On Wednesday, Microsoft achieved a historic milestone by becoming the second company ever to reach a valuation of $3 trillion, primarily due to the surge in interest in artificial intelligence (AI), which boosted its stock shares significantly.
To put this achievement into perspective, Microsoft’s market worth now exceeds the entire GDP of France and is just slightly behind that of the United Kingdom. On Wednesday afternoon, the company’s stock increased by nearly 1.5%, reaching around $405 per share, resulting in a market capitalization of over $3 trillion. This achievement places Microsoft in the same league as Apple, the only other company to have reached this remarkable valuation.
In the current year, Microsoft’s shares have appreciated by more than 7%, building upon a substantial 40% increase in the previous year. Much of this growth can be attributed to investor enthusiasm surrounding AI and its potential to drive the company’s expansion.
In 2023, Microsoft’s CEO, Satya Nadella, made a substantial investment in AI, including the integration and deployment of AI tools like ChatGPT in its product suite, outpacing its competitors. Microsoft also strengthened its collaboration with OpenAI, a significant player in the AI field, during a period of change in the smaller company’s leadership.
After trailing behind Apple for much of the last decade, Microsoft briefly became the world’s most valuable publicly traded company in January.

[Referring expression data]
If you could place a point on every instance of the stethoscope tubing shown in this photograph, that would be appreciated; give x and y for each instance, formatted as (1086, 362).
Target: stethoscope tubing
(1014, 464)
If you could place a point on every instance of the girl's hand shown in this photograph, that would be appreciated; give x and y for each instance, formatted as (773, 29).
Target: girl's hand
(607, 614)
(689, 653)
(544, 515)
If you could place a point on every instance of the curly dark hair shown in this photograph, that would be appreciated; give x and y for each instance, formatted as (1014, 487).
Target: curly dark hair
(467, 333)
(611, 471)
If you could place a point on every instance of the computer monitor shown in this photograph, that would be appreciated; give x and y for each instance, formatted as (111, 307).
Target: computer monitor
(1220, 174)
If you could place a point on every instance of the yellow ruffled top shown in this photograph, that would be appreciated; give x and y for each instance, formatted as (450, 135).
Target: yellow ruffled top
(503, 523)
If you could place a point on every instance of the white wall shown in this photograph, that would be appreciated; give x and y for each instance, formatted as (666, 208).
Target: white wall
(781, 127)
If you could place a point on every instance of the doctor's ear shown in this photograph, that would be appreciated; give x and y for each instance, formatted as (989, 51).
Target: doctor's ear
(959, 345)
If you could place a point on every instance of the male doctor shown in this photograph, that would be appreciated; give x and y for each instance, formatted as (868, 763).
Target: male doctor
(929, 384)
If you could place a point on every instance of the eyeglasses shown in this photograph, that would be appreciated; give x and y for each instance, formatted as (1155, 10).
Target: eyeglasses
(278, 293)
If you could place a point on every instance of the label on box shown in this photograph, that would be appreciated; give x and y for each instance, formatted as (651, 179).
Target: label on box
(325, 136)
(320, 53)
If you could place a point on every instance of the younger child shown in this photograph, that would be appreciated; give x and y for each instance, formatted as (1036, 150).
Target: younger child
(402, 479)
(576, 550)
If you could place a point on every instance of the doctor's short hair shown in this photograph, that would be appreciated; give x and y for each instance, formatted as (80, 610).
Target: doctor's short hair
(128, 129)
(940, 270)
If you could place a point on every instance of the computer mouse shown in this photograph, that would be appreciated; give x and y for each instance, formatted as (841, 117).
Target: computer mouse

**Required actions**
**a.** Write out the stretch of the Microsoft article from "In 2023, Microsoft’s" through "company in January.".
**b.** Carry on with the Microsoft article, picking up right after its last sentence.
The lines above come from a separate source, unrelated to the Microsoft article.

**Responses to the exercise**
**a.**
In 2023, Microsoft’s CEO, Satya Nadella, made a substantial investment in AI, including the integration and deployment of AI tools like ChatGPT in its product suite, outpacing its competitors. Microsoft also strengthened its collaboration with OpenAI, a significant player in the AI field, during a period of change in the smaller company’s leadership.
After trailing behind Apple for much of the last decade, Microsoft briefly became the world’s most valuable publicly traded company in January.

**b.**
Microsoft is a key member of the “Magnificent 7,” a group of stocks, including Apple, Nvidia, Amazon, Alphabet, Meta, and Tesla, that have played a pivotal role in propelling the markets to new highs in recent weeks. Microsoft alone constitutes 7.3% of the S&P 500, and when combined with the others, their market capitalization surpasses that of all countries’ entire stock markets, except for the United States.
As of last week, Nvidia and Microsoft were responsible for about 75% of the S&P 500’s gains this year, according to analysts at Bespoke Investment Group.
Morgan Stanley analysts expressed confidence in Microsoft’s AI strategy, expecting it to grow even stronger, and raised their price target for the stock to $450 from $415. Bank of America analysts also increased their target to $450 per share, anticipating further growth for the Washington-based company in the current quarter.